[start of Stored records]

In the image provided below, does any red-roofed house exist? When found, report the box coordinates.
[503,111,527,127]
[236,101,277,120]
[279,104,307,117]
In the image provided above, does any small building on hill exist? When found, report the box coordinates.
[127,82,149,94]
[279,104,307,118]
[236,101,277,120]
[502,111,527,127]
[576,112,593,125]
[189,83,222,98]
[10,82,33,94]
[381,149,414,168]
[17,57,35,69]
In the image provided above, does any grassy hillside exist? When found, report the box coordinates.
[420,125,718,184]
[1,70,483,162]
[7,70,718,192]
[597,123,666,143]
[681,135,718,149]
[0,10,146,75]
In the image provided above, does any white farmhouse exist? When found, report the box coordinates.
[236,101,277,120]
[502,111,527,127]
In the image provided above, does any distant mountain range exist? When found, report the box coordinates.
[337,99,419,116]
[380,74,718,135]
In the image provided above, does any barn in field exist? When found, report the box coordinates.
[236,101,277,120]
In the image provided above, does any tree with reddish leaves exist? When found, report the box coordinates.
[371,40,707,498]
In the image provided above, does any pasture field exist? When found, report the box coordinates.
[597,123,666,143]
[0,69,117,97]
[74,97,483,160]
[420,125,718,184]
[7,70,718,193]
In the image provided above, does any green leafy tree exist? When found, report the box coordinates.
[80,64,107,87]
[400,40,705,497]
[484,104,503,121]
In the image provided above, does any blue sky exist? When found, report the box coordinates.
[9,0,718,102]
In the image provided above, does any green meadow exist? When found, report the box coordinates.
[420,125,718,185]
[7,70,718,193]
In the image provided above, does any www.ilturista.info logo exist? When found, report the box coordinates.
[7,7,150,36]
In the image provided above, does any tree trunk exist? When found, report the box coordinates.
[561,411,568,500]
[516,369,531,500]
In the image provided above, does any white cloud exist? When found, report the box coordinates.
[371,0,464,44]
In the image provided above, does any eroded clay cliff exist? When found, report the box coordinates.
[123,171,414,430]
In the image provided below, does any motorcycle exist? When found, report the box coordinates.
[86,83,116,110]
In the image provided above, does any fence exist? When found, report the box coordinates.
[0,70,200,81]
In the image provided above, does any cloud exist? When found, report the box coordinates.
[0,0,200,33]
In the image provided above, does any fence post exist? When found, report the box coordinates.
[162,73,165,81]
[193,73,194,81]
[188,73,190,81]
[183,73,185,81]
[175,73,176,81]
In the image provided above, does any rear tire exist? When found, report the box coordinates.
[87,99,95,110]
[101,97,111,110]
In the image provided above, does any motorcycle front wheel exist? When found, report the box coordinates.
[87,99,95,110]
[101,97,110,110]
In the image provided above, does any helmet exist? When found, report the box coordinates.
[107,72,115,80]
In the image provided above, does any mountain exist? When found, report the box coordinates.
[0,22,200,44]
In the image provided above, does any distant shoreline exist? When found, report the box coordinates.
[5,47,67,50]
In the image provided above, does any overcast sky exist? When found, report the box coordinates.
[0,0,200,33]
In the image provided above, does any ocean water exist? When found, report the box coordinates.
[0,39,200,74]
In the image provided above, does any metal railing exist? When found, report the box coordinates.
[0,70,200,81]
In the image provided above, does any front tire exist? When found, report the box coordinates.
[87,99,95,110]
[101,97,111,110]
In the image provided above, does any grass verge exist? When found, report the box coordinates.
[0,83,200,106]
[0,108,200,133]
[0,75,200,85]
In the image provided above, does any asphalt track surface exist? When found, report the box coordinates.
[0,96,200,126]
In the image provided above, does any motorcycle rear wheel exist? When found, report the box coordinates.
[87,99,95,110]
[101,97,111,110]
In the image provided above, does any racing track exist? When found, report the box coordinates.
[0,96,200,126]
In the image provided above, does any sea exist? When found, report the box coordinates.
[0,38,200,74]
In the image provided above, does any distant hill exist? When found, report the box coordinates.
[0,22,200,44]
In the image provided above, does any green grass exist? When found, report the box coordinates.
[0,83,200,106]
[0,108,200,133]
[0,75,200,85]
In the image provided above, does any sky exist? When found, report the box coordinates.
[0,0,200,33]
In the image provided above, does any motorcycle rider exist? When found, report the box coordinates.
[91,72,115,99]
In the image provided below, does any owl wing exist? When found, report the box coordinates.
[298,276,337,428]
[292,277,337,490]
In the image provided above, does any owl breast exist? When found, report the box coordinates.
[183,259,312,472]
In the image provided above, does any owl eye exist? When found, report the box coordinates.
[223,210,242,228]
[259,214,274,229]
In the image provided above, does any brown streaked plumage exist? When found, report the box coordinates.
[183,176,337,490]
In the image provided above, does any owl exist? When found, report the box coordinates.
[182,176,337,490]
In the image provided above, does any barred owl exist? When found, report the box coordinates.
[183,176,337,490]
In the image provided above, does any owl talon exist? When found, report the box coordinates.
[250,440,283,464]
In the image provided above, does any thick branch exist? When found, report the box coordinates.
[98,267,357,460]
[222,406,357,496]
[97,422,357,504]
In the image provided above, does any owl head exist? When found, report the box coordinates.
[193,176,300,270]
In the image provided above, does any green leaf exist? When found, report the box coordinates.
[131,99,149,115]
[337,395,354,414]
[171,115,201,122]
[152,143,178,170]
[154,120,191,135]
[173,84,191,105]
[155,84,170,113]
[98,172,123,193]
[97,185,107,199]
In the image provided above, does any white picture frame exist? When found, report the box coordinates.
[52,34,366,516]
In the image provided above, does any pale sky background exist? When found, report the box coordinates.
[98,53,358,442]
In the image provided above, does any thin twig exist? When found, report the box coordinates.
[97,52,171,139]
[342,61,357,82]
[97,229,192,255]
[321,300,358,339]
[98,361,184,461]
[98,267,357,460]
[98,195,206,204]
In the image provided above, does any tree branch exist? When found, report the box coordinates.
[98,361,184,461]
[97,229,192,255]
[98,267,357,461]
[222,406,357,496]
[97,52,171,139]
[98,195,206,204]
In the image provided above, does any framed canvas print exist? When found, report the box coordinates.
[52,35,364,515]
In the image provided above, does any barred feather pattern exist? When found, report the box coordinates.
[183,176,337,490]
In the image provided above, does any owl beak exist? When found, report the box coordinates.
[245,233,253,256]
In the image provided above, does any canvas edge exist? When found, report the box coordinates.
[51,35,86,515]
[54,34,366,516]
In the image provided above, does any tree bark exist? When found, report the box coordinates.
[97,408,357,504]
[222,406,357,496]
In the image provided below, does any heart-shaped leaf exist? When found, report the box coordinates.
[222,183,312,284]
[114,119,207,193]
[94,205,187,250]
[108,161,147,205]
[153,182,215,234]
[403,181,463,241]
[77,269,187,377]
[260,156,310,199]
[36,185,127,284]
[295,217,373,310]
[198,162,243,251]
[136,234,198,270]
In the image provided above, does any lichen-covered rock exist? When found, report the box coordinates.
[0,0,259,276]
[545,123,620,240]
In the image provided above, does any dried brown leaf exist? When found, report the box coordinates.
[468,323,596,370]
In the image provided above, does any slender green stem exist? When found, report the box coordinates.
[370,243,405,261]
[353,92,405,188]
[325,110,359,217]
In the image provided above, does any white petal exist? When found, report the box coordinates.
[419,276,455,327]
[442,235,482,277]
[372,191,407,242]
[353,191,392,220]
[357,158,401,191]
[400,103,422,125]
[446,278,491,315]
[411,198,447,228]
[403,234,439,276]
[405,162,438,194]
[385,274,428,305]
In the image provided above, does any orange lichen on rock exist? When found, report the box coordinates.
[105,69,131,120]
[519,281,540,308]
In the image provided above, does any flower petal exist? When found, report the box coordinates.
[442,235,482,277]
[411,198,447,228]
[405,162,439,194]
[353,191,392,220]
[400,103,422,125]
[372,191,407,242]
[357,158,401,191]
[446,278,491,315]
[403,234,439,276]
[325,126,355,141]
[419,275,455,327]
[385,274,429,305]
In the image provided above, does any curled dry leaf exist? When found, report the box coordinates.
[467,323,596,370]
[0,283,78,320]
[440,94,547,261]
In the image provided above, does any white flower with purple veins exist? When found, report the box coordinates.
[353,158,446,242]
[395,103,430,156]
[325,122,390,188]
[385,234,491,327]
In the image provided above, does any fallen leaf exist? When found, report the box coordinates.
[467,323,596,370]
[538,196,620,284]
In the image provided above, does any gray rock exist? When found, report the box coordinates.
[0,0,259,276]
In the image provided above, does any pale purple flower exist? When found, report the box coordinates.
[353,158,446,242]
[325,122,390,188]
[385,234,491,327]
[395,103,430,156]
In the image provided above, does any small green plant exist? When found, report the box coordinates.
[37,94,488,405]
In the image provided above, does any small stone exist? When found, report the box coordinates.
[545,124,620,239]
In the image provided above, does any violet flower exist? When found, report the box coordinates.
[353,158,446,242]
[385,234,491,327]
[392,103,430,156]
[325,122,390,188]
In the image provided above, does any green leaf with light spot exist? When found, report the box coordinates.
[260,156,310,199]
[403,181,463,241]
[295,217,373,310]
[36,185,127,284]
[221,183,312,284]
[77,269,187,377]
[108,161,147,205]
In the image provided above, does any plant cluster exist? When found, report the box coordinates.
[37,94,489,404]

[end of Stored records]

● **Exercise brief**:
Render the part of the entries that opens with the line containing "In the image provided above, does any green leafy" and closes with the line containing "[123,171,414,430]" as a JSON list of strings, one string per line, including both of those lines and omitting any blank lines.

● **Response to this exercise**:
[
  "In the image provided above, does any green leafy tree exist? When found, report the box coordinates.",
  "[80,64,107,87]",
  "[400,40,705,497]",
  "[484,104,503,121]",
  "In the image provided above, does any blue sky exist? When found, report the box coordinates.",
  "[9,0,718,102]",
  "In the image provided above, does any green meadow exist? When found, report the box coordinates.",
  "[420,125,718,185]",
  "[7,70,718,193]",
  "In the image provided above, does any www.ilturista.info logo exist? When found, report the box coordinates.",
  "[7,7,150,36]",
  "In the image provided above, does any tree trunk exist? When found, report the box coordinates.",
  "[561,411,568,500]",
  "[516,369,531,500]",
  "In the image provided above, does any white cloud exist? When found, report the box coordinates.",
  "[371,0,464,44]",
  "In the image provided above, does any eroded clay cliff exist? When found, report the box coordinates.",
  "[123,171,414,430]"
]